[Excerpts from labeled region data]
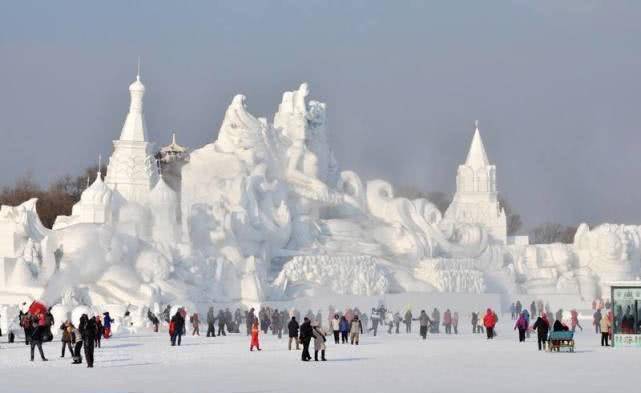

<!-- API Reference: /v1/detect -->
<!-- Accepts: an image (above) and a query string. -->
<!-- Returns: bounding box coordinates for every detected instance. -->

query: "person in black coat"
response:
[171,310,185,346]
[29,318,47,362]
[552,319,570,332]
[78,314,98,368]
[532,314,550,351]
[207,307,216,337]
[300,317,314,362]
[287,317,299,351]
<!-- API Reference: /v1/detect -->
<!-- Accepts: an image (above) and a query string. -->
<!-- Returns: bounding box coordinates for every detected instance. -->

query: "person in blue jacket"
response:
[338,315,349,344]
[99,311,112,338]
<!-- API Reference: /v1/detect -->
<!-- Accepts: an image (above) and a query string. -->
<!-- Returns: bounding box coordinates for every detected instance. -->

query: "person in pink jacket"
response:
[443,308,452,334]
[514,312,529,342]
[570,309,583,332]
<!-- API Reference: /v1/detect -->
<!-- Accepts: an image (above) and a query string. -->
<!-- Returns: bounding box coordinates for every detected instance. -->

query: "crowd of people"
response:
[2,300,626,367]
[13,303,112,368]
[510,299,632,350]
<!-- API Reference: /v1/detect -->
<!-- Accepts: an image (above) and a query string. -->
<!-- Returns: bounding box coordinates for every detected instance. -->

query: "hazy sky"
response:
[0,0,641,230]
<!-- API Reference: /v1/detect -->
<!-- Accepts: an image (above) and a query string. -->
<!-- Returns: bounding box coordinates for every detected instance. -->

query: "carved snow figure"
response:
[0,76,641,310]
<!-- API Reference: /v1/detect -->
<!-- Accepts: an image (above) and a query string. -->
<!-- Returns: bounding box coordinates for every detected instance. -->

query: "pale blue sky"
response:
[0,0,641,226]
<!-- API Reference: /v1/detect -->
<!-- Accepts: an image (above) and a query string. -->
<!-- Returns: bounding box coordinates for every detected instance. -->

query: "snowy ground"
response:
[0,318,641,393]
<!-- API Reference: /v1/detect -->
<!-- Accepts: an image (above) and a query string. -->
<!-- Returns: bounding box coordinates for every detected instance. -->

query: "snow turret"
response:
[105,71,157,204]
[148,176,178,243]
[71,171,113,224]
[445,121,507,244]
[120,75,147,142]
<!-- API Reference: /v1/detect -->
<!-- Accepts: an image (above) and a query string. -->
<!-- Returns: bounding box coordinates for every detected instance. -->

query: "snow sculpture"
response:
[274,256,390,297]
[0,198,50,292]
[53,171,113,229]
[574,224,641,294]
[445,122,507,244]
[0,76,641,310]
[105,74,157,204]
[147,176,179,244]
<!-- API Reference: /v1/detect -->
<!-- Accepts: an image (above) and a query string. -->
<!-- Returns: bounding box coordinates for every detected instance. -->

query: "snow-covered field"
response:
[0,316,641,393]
---
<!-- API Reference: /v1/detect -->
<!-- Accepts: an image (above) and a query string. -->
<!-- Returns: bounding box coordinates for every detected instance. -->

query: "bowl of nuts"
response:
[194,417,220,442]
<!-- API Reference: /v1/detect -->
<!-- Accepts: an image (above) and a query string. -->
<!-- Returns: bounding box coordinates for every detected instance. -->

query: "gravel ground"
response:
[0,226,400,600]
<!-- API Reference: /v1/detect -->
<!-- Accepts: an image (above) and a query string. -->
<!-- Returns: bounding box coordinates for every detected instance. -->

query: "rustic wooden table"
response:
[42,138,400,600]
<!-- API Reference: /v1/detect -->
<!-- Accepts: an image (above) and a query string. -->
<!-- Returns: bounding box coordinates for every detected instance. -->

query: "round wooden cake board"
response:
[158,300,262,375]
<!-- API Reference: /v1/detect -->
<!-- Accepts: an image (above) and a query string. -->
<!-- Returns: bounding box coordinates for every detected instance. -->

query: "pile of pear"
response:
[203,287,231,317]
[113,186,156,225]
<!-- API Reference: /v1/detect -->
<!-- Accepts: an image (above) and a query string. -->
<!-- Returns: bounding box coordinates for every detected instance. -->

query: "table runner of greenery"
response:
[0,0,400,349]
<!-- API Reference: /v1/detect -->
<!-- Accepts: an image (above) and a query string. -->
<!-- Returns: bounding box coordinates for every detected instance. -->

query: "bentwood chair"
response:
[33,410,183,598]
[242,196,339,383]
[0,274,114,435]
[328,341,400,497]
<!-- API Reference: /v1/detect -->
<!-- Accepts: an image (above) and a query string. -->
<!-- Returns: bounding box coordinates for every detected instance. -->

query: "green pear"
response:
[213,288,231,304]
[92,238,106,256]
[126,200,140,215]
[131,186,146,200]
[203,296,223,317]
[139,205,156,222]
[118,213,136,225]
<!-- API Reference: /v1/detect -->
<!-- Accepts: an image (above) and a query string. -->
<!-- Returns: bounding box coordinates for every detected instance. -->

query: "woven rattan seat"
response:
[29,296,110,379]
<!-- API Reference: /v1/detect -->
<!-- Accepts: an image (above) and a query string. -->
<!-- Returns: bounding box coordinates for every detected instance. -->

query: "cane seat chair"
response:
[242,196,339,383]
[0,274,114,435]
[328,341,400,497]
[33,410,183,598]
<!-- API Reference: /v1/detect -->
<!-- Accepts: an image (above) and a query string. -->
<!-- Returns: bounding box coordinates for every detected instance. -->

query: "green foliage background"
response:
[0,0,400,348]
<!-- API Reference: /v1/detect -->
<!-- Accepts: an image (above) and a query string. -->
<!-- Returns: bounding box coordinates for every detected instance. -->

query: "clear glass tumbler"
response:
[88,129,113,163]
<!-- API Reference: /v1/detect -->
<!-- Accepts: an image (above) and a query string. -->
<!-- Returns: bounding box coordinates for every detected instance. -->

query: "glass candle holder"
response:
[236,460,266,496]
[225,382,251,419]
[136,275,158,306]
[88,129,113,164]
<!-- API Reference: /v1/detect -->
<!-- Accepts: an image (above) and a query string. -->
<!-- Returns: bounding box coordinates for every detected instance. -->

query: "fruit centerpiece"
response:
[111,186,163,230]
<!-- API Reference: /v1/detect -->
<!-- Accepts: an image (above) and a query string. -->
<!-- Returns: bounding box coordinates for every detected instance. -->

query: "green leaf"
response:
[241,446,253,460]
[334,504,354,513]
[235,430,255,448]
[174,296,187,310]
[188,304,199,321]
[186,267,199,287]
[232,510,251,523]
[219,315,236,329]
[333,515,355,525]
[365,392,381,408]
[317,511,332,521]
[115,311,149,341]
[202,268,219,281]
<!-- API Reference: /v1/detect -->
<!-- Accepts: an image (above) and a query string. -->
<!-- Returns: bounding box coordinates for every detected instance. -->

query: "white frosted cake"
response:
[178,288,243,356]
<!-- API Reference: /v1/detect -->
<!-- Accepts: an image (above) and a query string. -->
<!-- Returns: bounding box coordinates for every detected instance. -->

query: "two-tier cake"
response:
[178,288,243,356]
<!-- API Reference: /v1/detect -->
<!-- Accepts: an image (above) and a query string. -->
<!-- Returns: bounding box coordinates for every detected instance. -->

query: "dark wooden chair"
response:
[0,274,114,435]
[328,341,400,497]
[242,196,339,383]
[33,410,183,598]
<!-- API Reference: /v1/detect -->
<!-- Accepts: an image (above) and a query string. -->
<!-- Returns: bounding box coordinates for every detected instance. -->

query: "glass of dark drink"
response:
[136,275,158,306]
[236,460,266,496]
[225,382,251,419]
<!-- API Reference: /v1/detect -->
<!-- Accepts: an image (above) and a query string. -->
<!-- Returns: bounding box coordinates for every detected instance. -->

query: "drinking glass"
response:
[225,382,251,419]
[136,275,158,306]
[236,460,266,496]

__REQUIREMENT__
Return each line of the material above that contains the string "blue". Only matches with the same uppercase and lowercase letters count.

__ANSWER__
query: "person in blue jacket"
query: "pale blue sky"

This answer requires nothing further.